Task brief: Locate each line in the records below that contains the string "target", and copy those lines out.

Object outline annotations

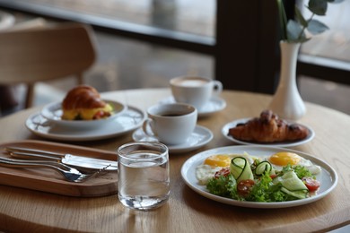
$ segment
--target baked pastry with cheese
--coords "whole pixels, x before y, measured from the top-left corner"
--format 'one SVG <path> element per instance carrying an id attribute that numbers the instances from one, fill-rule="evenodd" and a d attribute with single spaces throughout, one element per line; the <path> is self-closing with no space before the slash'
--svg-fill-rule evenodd
<path id="1" fill-rule="evenodd" d="M 79 85 L 70 90 L 62 102 L 62 119 L 96 120 L 109 117 L 112 107 L 101 99 L 96 89 Z"/>
<path id="2" fill-rule="evenodd" d="M 260 117 L 230 128 L 228 134 L 235 139 L 257 142 L 298 141 L 309 135 L 309 130 L 299 124 L 288 124 L 271 110 L 264 110 Z"/>

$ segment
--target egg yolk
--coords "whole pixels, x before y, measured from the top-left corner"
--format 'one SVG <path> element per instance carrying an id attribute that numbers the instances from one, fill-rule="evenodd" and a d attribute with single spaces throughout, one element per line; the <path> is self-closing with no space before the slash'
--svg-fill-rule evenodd
<path id="1" fill-rule="evenodd" d="M 268 160 L 277 166 L 296 165 L 301 160 L 301 157 L 292 152 L 278 152 L 270 156 Z"/>
<path id="2" fill-rule="evenodd" d="M 231 158 L 224 154 L 212 155 L 206 158 L 204 163 L 213 167 L 229 167 Z"/>

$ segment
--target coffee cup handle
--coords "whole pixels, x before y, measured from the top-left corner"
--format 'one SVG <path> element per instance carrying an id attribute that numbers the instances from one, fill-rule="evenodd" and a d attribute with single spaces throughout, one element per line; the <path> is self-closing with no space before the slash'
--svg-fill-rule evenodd
<path id="1" fill-rule="evenodd" d="M 142 125 L 142 129 L 147 136 L 154 137 L 156 134 L 153 133 L 153 121 L 150 118 L 145 119 Z"/>
<path id="2" fill-rule="evenodd" d="M 218 96 L 223 91 L 223 83 L 220 81 L 214 80 L 214 91 L 213 94 L 214 96 Z"/>

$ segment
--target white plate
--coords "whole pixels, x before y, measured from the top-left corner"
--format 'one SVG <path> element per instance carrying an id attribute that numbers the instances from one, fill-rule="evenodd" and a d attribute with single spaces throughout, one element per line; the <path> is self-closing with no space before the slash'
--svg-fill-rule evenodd
<path id="1" fill-rule="evenodd" d="M 239 124 L 239 123 L 246 123 L 251 118 L 242 118 L 242 119 L 238 119 L 238 120 L 227 123 L 225 125 L 223 125 L 221 132 L 223 134 L 223 136 L 225 138 L 227 138 L 228 140 L 230 140 L 233 142 L 239 143 L 239 144 L 243 144 L 243 145 L 292 147 L 292 146 L 302 145 L 302 144 L 304 144 L 306 142 L 309 142 L 310 141 L 311 141 L 315 137 L 315 132 L 311 127 L 309 127 L 305 125 L 299 124 L 299 123 L 298 123 L 299 125 L 306 127 L 309 130 L 309 135 L 302 140 L 294 141 L 294 142 L 270 142 L 270 143 L 249 142 L 241 141 L 241 140 L 233 138 L 232 136 L 228 135 L 230 128 L 235 127 L 237 125 L 237 124 Z"/>
<path id="2" fill-rule="evenodd" d="M 170 96 L 160 101 L 161 103 L 175 103 L 175 99 Z M 198 116 L 206 116 L 226 108 L 226 101 L 219 97 L 212 97 L 201 109 L 198 109 Z"/>
<path id="3" fill-rule="evenodd" d="M 259 156 L 267 156 L 267 155 L 272 155 L 278 151 L 293 151 L 300 156 L 310 160 L 314 164 L 319 165 L 321 167 L 321 172 L 320 174 L 316 176 L 317 180 L 320 181 L 320 187 L 318 191 L 318 194 L 302 199 L 302 200 L 296 200 L 296 201 L 290 201 L 290 202 L 280 202 L 280 203 L 256 203 L 256 202 L 241 202 L 237 201 L 230 198 L 225 198 L 218 195 L 214 195 L 210 194 L 206 187 L 205 186 L 198 185 L 198 181 L 196 177 L 196 168 L 203 164 L 206 158 L 209 157 L 210 155 L 214 154 L 222 154 L 222 153 L 238 153 L 242 154 L 243 152 L 248 152 L 250 155 L 254 155 L 257 157 Z M 292 207 L 292 206 L 297 206 L 297 205 L 302 205 L 306 203 L 311 203 L 313 202 L 316 202 L 323 197 L 325 197 L 327 194 L 328 194 L 337 186 L 337 175 L 334 168 L 332 168 L 326 162 L 316 159 L 315 157 L 312 157 L 311 155 L 289 150 L 289 149 L 282 149 L 282 148 L 276 148 L 276 147 L 261 147 L 261 146 L 228 146 L 228 147 L 221 147 L 216 149 L 212 149 L 209 151 L 206 151 L 200 153 L 197 153 L 191 158 L 189 158 L 181 168 L 181 176 L 186 184 L 193 189 L 195 192 L 198 193 L 199 194 L 207 197 L 209 199 L 212 199 L 214 201 L 231 204 L 231 205 L 237 205 L 237 206 L 242 206 L 242 207 L 249 207 L 249 208 L 284 208 L 284 207 Z"/>
<path id="4" fill-rule="evenodd" d="M 145 119 L 143 110 L 127 107 L 127 110 L 101 127 L 77 129 L 57 125 L 36 113 L 28 117 L 26 127 L 39 136 L 61 141 L 92 141 L 115 137 L 140 127 Z"/>
<path id="5" fill-rule="evenodd" d="M 92 128 L 92 127 L 101 127 L 102 125 L 114 121 L 117 117 L 120 116 L 125 110 L 126 106 L 118 101 L 103 99 L 106 103 L 109 103 L 113 108 L 112 115 L 107 118 L 100 120 L 63 120 L 62 116 L 62 102 L 50 103 L 46 106 L 41 110 L 41 115 L 46 117 L 48 120 L 56 123 L 57 125 L 66 126 L 66 127 L 74 127 L 74 128 Z"/>
<path id="6" fill-rule="evenodd" d="M 136 130 L 133 134 L 136 142 L 158 142 L 155 137 L 148 136 L 142 128 Z M 183 153 L 198 149 L 213 139 L 213 133 L 203 126 L 197 125 L 195 131 L 185 143 L 179 145 L 167 145 L 171 153 Z"/>

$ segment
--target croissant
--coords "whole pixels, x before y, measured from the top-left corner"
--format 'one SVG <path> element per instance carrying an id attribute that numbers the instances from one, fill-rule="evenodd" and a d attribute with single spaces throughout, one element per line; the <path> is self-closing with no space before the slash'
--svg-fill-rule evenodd
<path id="1" fill-rule="evenodd" d="M 281 142 L 304 139 L 309 135 L 309 130 L 299 124 L 279 119 L 271 110 L 264 110 L 260 117 L 230 128 L 228 134 L 247 142 Z"/>
<path id="2" fill-rule="evenodd" d="M 79 85 L 70 90 L 62 102 L 62 119 L 93 120 L 110 116 L 112 108 L 93 87 Z"/>

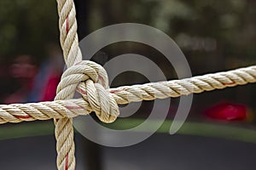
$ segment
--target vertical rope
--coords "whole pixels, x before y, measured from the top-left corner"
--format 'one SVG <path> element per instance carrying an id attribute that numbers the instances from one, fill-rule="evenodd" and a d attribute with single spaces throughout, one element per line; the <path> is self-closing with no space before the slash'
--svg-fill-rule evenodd
<path id="1" fill-rule="evenodd" d="M 73 0 L 57 0 L 61 46 L 63 56 L 69 68 L 82 60 L 77 34 L 76 9 Z M 64 97 L 58 94 L 55 100 L 69 99 L 73 96 Z M 61 170 L 75 169 L 74 141 L 73 119 L 55 119 L 55 139 L 57 150 L 57 167 Z"/>

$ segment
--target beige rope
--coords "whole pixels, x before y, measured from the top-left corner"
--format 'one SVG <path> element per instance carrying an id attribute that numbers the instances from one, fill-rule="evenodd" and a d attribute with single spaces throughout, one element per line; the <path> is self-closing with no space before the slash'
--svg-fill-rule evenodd
<path id="1" fill-rule="evenodd" d="M 60 86 L 62 86 L 65 81 L 67 85 L 64 85 L 64 87 L 67 88 L 73 85 L 77 87 L 79 81 L 73 81 L 71 78 L 73 76 L 71 75 L 73 75 L 73 78 L 75 79 L 80 76 L 82 78 L 79 78 L 79 80 L 83 81 L 88 80 L 88 76 L 90 78 L 93 77 L 93 76 L 87 76 L 90 73 L 88 73 L 90 71 L 87 66 L 83 65 L 84 65 L 84 61 L 78 65 L 67 69 L 62 76 Z M 82 68 L 84 68 L 84 71 L 86 71 L 86 73 L 81 71 Z M 98 68 L 95 68 L 95 71 L 97 73 L 101 72 Z M 68 80 L 69 78 L 67 79 L 67 77 L 70 77 L 70 80 Z M 98 78 L 95 78 L 94 80 L 92 78 L 91 80 L 93 82 L 99 82 Z M 153 100 L 154 99 L 179 97 L 181 95 L 189 95 L 192 93 L 199 94 L 204 91 L 223 89 L 228 87 L 245 85 L 251 82 L 256 82 L 256 65 L 183 80 L 123 86 L 116 88 L 109 88 L 108 91 L 108 94 L 114 99 L 116 103 L 127 104 L 142 100 Z M 87 91 L 84 83 L 80 83 L 78 86 L 77 91 L 83 94 L 83 99 L 55 100 L 37 104 L 0 105 L 0 123 L 49 120 L 51 118 L 71 118 L 79 115 L 87 115 L 94 111 L 95 107 L 88 101 Z M 111 114 L 110 116 L 114 115 L 117 116 L 118 112 Z"/>
<path id="2" fill-rule="evenodd" d="M 82 60 L 77 35 L 76 10 L 73 0 L 57 0 L 60 39 L 67 68 Z M 73 95 L 63 96 L 57 91 L 55 100 L 69 99 Z M 66 93 L 70 89 L 66 89 Z M 73 128 L 72 118 L 55 119 L 55 139 L 58 169 L 75 169 Z"/>
<path id="3" fill-rule="evenodd" d="M 112 122 L 119 116 L 117 104 L 178 97 L 256 82 L 256 66 L 251 66 L 183 80 L 108 89 L 104 69 L 93 62 L 81 62 L 73 0 L 57 3 L 61 45 L 68 69 L 58 86 L 55 100 L 0 105 L 0 123 L 55 118 L 58 169 L 75 169 L 72 117 L 95 111 L 101 121 Z M 83 99 L 71 99 L 76 89 Z"/>

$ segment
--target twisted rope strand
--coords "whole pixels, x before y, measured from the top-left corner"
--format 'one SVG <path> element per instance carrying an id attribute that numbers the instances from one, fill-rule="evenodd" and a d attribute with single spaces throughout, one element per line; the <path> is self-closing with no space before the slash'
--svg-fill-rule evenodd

Task result:
--target baked pastry with cheese
--target egg yolk
--target coffee cup handle
--target white plate
--target croissant
--target vertical rope
--target beige rope
--target twisted rope strand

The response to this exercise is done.